Segment Start: Data to examine
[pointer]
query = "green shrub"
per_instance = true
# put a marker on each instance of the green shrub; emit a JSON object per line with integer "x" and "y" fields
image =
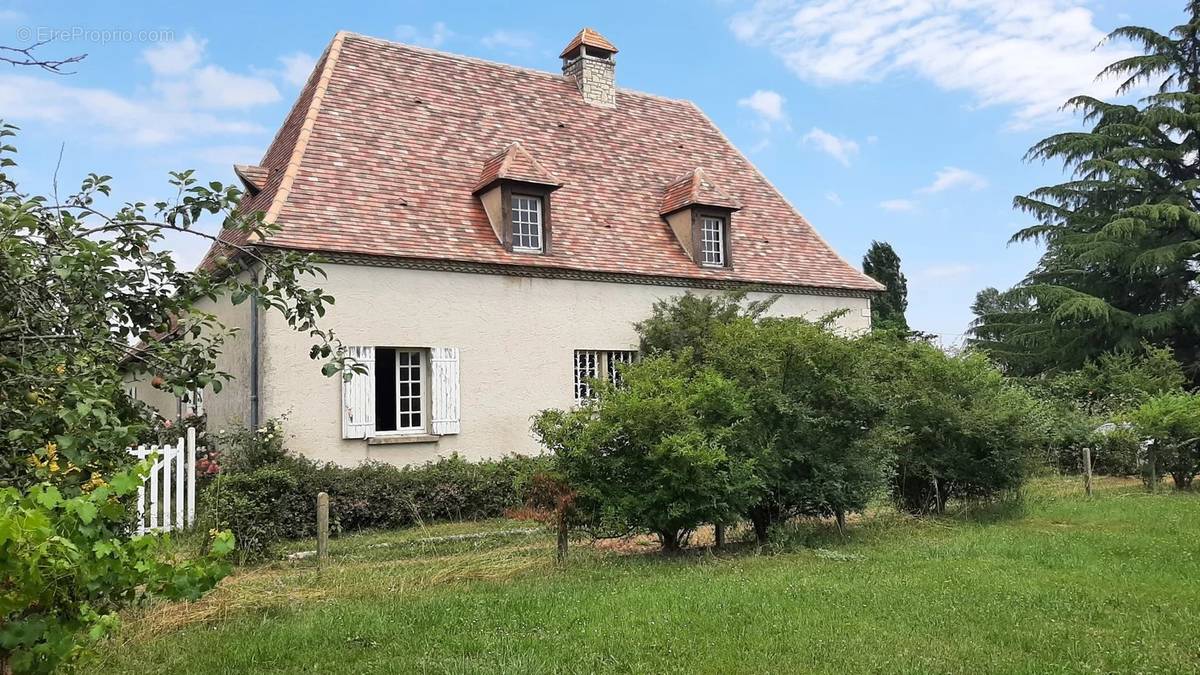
Segment End: Data to examine
What to produce:
Print all data above verbatim, except pictures.

Exercise response:
[pointer]
query = "green shrub"
per_instance = true
# put a marker on each instance of the green shrub; emit a JSON object per line with integer "x" and "y" fields
image =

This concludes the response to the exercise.